**Text to read:**
··········

Zoning Isn’t The Only Thing Constraining The Housing Market

Seattle is a supply-constrained market. Some libertarians have suggested zoning restrictions are the only thing constraining the supply, but that’s not necessarily true. Easing zoning restrictions is certainly part of the solution, but it’s a necessary but not sufficient condition for affordable housing.

Sound_Transit_map-3-01
By 2023, North Link will reach Shoreline, Mountlake Terrace and Lynnwood. South Link will reach beyond SeaTac to Des Moines, Kent, and Federal Way. East Link will reach Mercer Island, Bellevue, and Redmond. (Zach Shaner)

Seattle is but 84 square miles. Even with liberalized zoning, land and physics eventually will become nearly as constraining as zoning is now. We have the ability to build super tall, but to do so is extremely expensive. Supertall skyscrapers are suited for luxury units, but ill-suited for affordable units since low rents cannot cover the high costs of engineering a supertall building. Large projects also need to prove they are a safe investment to the banks and investors financing them, and serving poor tenants rarely fits the bill. In the condo market, strict laws demanding a very high quality product and making it very easy to sue cause it to be challenging to serving the low- and middle-income markets where the profit margins can be tighter.

Land needs could also be met by the Seattle suburbs. Unfortunately, the transit network is weaker in the suburbs. To be well suited for dense mixed-use development, the suburbs need high capacity transit. Sound Transit is building it to select suburban neighborhoods thanks to North Link, South Link, and East Link, but it seems doubtful these three light rail lines will open up enough suburban real estate to dense mixed-income development to turn the tide.

··········

**Data shown:**
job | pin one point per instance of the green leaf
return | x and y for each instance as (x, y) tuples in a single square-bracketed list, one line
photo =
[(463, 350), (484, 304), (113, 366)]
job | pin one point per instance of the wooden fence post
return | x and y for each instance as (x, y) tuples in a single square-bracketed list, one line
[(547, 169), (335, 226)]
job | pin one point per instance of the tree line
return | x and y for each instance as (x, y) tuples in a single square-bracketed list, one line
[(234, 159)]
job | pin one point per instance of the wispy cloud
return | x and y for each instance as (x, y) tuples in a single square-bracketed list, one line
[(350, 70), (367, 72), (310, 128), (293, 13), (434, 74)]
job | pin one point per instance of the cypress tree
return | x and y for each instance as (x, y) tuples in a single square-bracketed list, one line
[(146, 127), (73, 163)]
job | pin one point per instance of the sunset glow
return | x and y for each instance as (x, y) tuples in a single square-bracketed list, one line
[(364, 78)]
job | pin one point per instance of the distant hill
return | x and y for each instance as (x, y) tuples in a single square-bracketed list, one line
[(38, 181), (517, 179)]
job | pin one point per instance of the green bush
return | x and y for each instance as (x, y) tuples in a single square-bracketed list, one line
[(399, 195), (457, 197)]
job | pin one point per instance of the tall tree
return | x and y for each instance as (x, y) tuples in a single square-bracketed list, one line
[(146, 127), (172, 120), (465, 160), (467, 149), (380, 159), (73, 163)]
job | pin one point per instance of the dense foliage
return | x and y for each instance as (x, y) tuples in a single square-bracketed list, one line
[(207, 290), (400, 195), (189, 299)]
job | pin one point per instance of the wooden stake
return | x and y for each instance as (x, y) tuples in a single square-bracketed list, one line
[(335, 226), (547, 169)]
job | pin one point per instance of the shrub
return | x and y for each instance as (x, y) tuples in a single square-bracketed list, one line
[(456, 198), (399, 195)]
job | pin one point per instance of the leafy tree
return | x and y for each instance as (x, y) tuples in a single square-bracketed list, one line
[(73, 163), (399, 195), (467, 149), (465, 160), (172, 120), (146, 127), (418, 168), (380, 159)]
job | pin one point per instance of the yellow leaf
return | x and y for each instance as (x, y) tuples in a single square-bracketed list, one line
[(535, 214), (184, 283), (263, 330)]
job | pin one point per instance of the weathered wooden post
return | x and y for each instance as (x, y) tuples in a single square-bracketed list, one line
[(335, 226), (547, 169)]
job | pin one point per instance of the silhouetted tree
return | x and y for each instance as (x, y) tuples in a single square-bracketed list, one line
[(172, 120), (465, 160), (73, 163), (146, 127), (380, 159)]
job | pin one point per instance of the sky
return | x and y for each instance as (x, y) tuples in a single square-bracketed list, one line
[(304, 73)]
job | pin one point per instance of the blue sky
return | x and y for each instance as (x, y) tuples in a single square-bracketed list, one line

··········

**Exercises:**
[1] From the housing supply text, list the light rail lines Sound Transit is building to suburban neighborhoods.
[2] In the records, switch "silhouetted tree" to "dark tree" in everything from the line containing "job | pin one point per instance of the weathered" down to the line containing "[(172, 120), (465, 160), (73, 163), (146, 127), (380, 159)]", and return only those lines.

**Results:**
[1]
North Link
South Link
East Link

[2]
job | pin one point per instance of the weathered wooden post
return | x and y for each instance as (x, y) tuples in a single square-bracketed list, one line
[(335, 226), (547, 169)]
job | pin one point per instance of the dark tree
return | x and y for each instance as (x, y) tuples in a single square-bracketed list, one line
[(172, 120), (465, 160), (73, 163), (146, 127), (380, 159)]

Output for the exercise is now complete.